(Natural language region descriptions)
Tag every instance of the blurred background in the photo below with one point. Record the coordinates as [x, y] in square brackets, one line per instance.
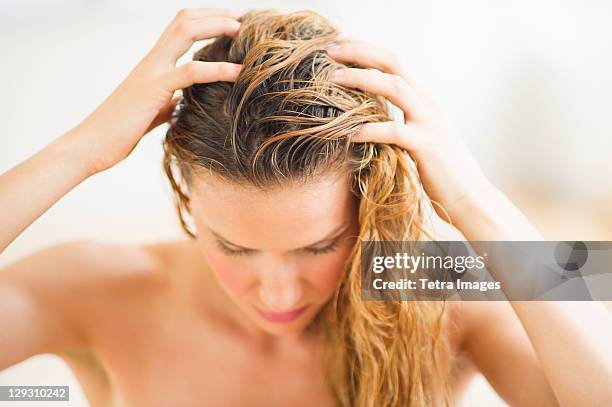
[526, 83]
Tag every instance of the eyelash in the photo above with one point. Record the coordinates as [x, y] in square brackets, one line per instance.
[241, 252]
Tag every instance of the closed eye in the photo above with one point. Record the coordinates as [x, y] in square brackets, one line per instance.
[241, 252]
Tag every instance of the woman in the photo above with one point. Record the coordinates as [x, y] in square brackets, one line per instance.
[281, 163]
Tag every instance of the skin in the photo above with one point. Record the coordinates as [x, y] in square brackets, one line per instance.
[179, 316]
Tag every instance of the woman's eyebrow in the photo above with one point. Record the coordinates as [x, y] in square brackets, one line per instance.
[331, 235]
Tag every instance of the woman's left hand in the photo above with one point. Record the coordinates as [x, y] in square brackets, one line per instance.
[449, 173]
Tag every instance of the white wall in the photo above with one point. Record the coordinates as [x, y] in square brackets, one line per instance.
[527, 83]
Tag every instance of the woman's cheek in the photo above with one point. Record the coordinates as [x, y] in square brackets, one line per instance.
[329, 272]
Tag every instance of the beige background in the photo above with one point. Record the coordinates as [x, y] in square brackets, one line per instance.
[526, 83]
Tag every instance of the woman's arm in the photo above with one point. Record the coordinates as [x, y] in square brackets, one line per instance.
[140, 103]
[571, 340]
[30, 188]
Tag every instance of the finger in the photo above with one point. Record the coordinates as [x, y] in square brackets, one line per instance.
[182, 34]
[165, 114]
[201, 72]
[372, 56]
[368, 55]
[197, 13]
[391, 132]
[390, 86]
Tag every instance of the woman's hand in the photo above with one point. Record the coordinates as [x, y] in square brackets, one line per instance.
[450, 175]
[145, 98]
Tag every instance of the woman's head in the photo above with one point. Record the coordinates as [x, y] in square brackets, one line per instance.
[266, 164]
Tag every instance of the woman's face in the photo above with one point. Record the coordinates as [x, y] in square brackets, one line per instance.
[279, 255]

Work task
Exact copy, no pictures: please print the data above once more.

Written reply
Tag every instance of the blurred background in the photo below with one point. Record the coordinates as [x, y] in square brackets, one line per instance.
[526, 83]
Tag every instance of the eyelash in the photo above with one point. Record the coordinates as [x, y] in square brackets, one line per instance.
[241, 252]
Tag every instance of the closed eye in the photo above with one point. Record the coordinates as [x, y] in square brackets, one line per instance.
[241, 252]
Tag every instance of the woman in the photo above with one point. Record the coordinates as [x, y] in square brackets, one line per instance.
[281, 163]
Tag every instance of the skin in the photo above with one point. Record the coordinates as [x, y] in square brackets, one line per instance.
[179, 316]
Tag every instance of the woman's eyebrow in the photo above with one point. Record the coordinates as [x, y] in square brackets, one line per instance.
[331, 235]
Tag every instance of the woman's left hand in the photo above with one point. Record the coordinates as [x, y] in square brackets, one line per instance.
[449, 173]
Tag every instance of the white wall in the photo above with one point. Record the coordinates as [x, y] in square brackets, one line per instance.
[527, 83]
Tag every instance of the woman's cheek in the photo above with one point. Record the coordinates as [x, y] in square brackets, one line per instance.
[329, 272]
Tag every instance of the beige background in the photo above with one point. Record the coordinates as [x, y] in square brackets, one line per instance.
[526, 83]
Tag every instance of the woman's arm in the photo above with one point. Record the coordinates as [x, y] in square brackets, one line per instance.
[140, 103]
[571, 340]
[30, 188]
Tag every instance of the finger in the photo above with one point. Record the coordinates as [x, y] in square brackets, one line per instance.
[182, 34]
[165, 114]
[201, 72]
[372, 56]
[368, 55]
[197, 13]
[391, 132]
[390, 86]
Tag every instance of the woman's hand in the photo above with one point. Record the coordinates as [x, y] in square brackets, one line per instance.
[450, 175]
[145, 98]
Tag every instance of the woman's head in the photo above with one point. Record the coordinates as [x, y] in square brackets, one line per instance.
[266, 164]
Tag every instance of the woman's face in the photo above with one point. Record the coordinates as [x, y] in square brackets, one line per instance.
[279, 255]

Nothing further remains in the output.